## Begin Quoted passage

Friendship is a strange thing, thinly woven yet enduring no matter how strained over time. This is nominally a story about a long dayhike in the Sierras, but none of it would have been possible or nearly as interesting without very particular friendships forged many years ago. That makes this also an expression of gratitude, that strange things exist and persist, and can be called upon in rare moments of absurd whimsy and need.
On August 15th of 2014, Kam and I were driving through Riverside and we had a problem. We planned to hike from Onion Valley near Independence to Whitney Portal near Lone Pine, a one-way hike of more than 40 miles, but we had no way to get back to our car. We had thought of bringing bikes or hitch-hiking, but the former seemed a bit impractical while the latter would work but was likely to require an overnight stay in Lone Pine to wait for a morning lift.
We were stumped and running out of time. We would be at the trailhead near midnight, and would have no phone reception after that point. Somewhat, randomly, I picked up the phone and called my friend John.
“Hey, what’cha doing.”
“Driving to the Sierras. Say, you ever climbed Mt. Whitney?”
“You want to?
“Sure! With you guys? When?”
“Well sort of, and tomorrow morning. You’d have to climb up Whitney Portal on your own and meet us at the Trail Crest, but then we could go to the peak together and come down together.” And, of course, give us a ride back Onion Valley.
This was an absurd question. John is not a regular outdoorsman because he is single dad of two daughters with preposterous softball schedules; he had no idea how hard it was going to be; he had not trained for it; and it was a wee bit last minute.”
“Sure,” he said.
But he was not. We had a plan, and a ride. It was awesome. We’d get to hike, and see John, and he’d get to summit Whitney for the first time. It was perfect.
It was also a bit daft. John would drive very early the next morning (Saturday) to the Lone Pine Ranger’s Station to see if he could get a single-person dayhike permit for Whitney at 8am when they opened, then drive up to the Portal at 8,500′ and then hike up to Trail Crest south of Mt. Whitney. This is around 9.5 miles and bout 5,000′ in elevation gain.
Kam and I, meanwhile, would start hiking at midnight out of Onion Valley, up to Kearsarge Pass, down to the John Muir Trail and then up the back of Whitney (about 34 miles), to meet John at between 3 pm and 4 pm. We would then summit together, watch the sunset from the summit, and descend back to Whitney portal in the dark. What could go wrong?
Kam and I started just after 11 pm on Friday and made quick progress up the Bubbs Creek Trail toward Kearsarge Pass at 11,700′. We both felt strong and the temperature was cool but not cold, so it should have been perfect. But I had made a crucial mistake packing the night before. I’d filled by 3L bladder with Perpetuem and then left it in the hot car at work the next day. When I took the first sip on the trail, and realized instantly that it had soured. I was carrying three liters of a heat-exposed, soy-based endurance drink that tasted exactly like spoiled milk. It did not sit well, but I had no other water, so I forced it down as I went. You can get used to anything, right?
We jogged quickly down from the freezing, wind-swept pass into the Bullfrog Lake basin. The trail took us around the north and then west banks of the lake, turning south to meet the John Muir Trail (JMT) that would take us the rest of the way. We continued in the dark down to the second junction where, finally, I could get some fresh water filtered from a tributary of Bubbs Creek itself.

## End Quoted passage

**Directive a:** In the rows, substitute "lake" for "water" in the part that opens with the line containing "of the water" and runs through the end of the rows, keeping everything else the same.
The hiking story and the rows were taken from separate sources.

## Begin Data records

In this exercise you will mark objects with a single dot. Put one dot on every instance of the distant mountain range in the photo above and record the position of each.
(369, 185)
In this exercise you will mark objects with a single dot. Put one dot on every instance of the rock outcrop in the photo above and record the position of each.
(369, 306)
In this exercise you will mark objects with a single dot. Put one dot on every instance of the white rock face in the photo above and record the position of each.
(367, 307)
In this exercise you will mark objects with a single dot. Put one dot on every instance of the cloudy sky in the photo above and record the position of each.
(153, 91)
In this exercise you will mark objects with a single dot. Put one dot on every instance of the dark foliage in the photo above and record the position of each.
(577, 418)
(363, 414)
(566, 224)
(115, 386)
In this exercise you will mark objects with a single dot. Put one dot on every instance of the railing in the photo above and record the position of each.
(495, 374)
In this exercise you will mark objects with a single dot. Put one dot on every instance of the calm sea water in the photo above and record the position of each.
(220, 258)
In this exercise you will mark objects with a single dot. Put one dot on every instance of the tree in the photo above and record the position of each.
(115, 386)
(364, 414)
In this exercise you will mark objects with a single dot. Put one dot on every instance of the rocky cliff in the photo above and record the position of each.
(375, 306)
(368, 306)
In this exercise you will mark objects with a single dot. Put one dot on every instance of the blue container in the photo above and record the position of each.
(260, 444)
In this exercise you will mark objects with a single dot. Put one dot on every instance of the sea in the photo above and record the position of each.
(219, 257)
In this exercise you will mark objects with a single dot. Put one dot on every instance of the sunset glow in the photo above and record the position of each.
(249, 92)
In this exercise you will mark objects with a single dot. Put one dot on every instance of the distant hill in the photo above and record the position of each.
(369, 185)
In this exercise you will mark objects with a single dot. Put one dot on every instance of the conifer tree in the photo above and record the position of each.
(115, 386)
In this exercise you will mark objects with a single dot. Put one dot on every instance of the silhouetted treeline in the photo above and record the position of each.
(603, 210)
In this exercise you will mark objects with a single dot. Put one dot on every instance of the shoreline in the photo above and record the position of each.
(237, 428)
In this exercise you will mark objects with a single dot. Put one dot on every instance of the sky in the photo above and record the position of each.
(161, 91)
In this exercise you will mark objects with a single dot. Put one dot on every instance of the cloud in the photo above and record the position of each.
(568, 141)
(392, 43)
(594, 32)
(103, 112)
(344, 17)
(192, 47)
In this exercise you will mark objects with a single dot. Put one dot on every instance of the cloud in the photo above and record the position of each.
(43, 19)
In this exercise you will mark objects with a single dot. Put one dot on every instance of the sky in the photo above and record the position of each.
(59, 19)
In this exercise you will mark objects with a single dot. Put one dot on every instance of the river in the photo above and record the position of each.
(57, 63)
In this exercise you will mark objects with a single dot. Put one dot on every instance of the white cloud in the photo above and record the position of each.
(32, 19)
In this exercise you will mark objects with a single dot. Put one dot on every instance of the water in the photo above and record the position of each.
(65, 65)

## End Data records

**Directive b:** Return the part of the hiking story that opens with the words containing "But he was not." and closes with "in elevation gain.", copied word for word.

**Exercise solution a:**
In this exercise you will mark objects with a single dot. Put one dot on every instance of the lake in the photo above and record the position of each.
(65, 65)

**Exercise solution b:**
But he was not. We had a plan, and a ride. It was awesome. We’d get to hike, and see John, and he’d get to summit Whitney for the first time. It was perfect.
It was also a bit daft. John would drive very early the next morning (Saturday) to the Lone Pine Ranger’s Station to see if he could get a single-person dayhike permit for Whitney at 8am when they opened, then drive up to the Portal at 8,500′ and then hike up to Trail Crest south of Mt. Whitney. This is around 9.5 miles and bout 5,000′ in elevation gain.